SET PROBLEM: Please reproduce every one of the items below word for word, and leave the pictures out of your answer.

RECORDS FOR THE TASK:
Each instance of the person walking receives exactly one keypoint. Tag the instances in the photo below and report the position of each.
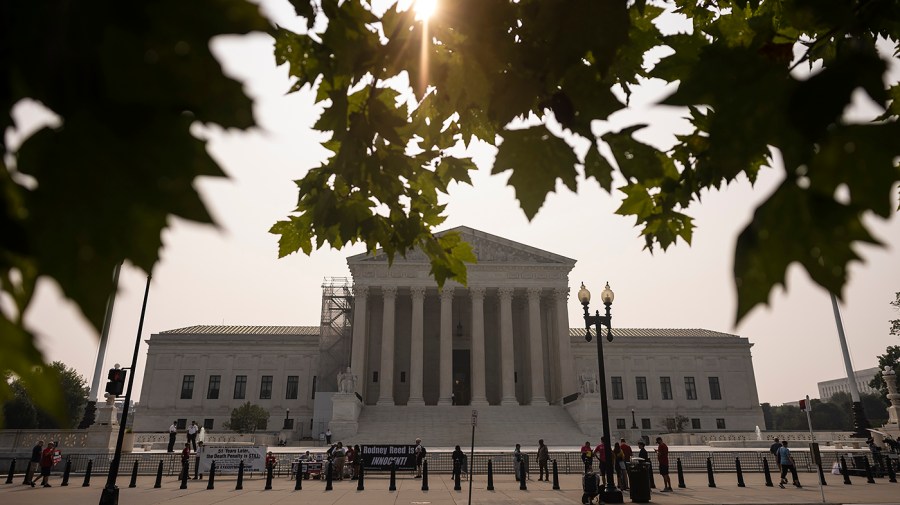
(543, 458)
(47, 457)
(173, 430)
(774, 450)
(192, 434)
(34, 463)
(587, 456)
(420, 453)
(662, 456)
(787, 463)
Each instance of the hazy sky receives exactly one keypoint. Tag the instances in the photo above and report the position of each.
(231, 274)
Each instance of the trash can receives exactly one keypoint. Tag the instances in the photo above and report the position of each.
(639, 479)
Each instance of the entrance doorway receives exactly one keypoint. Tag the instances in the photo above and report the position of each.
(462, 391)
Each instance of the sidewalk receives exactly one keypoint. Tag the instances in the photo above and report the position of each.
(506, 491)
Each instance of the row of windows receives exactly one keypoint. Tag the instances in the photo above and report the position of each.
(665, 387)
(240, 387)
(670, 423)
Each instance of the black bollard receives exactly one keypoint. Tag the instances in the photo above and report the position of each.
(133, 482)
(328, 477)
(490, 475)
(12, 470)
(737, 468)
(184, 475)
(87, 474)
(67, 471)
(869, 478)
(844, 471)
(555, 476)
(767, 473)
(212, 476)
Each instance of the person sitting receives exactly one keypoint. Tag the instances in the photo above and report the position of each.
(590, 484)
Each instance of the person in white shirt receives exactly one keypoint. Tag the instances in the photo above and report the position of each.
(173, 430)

RESULT:
Each instance of the person walking receives exactly one keypoint. Tag the instances in the photo below and report the position of each.
(543, 458)
(47, 457)
(173, 430)
(774, 450)
(192, 434)
(34, 463)
(587, 456)
(420, 453)
(662, 456)
(787, 463)
Each instance of the hazy sky receives exactly one keypoint. Tag the instances in the photo above and report the position of each.
(231, 274)
Each instance of the trash can receives exactly one keypoint. Tag the instances in the photo above and report the position of each.
(639, 479)
Each instance of the entrance doorway receives exactly one keypoint. Tag the instances in the photo above and report the position of each.
(462, 391)
Each instance of the sidewalk receives exactly one keypoint. Tag the instances in the photo above and report the position of each.
(506, 491)
Each instance of the row of windows receives exactly one keypoint. Tag the instances in the photo above and report the position of each.
(665, 387)
(240, 387)
(670, 423)
Each instance of the black bollard receives exactly one keypoint. Tag the instances in the photo above and report the position of each.
(133, 482)
(328, 477)
(490, 475)
(12, 470)
(737, 468)
(184, 475)
(87, 474)
(67, 471)
(869, 478)
(844, 471)
(555, 476)
(767, 473)
(212, 476)
Each instance of the person sitting receives exactly one keypoint. Tag the instances in the photo above and report the position of each.
(590, 484)
Each instance of the person in white shirt receives exactly one keypoint. Tag the instances in the photo above and report the position of each.
(173, 430)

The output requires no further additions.